## WHAT YOU HAVE TO DO
Identify each line in the records that contains the string "person", matching case exactly, and copy those lines.

— BEGIN LISTED ENTRIES —

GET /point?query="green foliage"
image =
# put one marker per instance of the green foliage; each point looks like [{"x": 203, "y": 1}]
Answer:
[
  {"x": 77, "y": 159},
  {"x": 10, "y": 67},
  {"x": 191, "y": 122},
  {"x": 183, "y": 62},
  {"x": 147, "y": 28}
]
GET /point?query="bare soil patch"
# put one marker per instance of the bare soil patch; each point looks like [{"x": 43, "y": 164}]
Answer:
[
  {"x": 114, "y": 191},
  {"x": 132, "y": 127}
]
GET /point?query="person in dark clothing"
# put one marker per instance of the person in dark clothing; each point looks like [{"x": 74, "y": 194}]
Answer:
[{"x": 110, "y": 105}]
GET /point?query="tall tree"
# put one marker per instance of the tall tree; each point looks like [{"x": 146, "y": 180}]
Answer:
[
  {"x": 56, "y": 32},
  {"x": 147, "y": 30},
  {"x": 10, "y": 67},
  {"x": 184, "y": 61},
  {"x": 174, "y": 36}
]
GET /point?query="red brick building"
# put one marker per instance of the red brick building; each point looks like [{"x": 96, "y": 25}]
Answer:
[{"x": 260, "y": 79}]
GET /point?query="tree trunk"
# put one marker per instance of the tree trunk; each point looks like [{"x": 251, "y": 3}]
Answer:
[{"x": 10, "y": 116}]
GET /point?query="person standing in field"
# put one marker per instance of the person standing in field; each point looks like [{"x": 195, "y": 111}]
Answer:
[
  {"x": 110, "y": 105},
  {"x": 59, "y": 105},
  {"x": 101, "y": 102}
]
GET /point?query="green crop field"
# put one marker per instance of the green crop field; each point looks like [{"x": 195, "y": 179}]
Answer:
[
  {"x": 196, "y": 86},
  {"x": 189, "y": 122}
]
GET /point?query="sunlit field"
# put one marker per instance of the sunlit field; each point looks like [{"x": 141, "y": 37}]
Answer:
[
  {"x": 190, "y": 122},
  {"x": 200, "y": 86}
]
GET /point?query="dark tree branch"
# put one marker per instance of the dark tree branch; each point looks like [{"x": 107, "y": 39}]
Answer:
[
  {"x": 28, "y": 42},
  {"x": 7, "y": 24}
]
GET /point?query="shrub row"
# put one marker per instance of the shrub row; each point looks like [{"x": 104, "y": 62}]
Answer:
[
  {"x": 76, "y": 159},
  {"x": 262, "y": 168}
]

— END LISTED ENTRIES —

## FINISHED EXERCISE
GET /point?query="person in dark clothing"
# put one marker per instance of the person in dark clothing; each point looks like [{"x": 74, "y": 194}]
GET /point?query="person standing in field"
# put one marker per instance of the person standing in field; each point looks like [{"x": 195, "y": 111}]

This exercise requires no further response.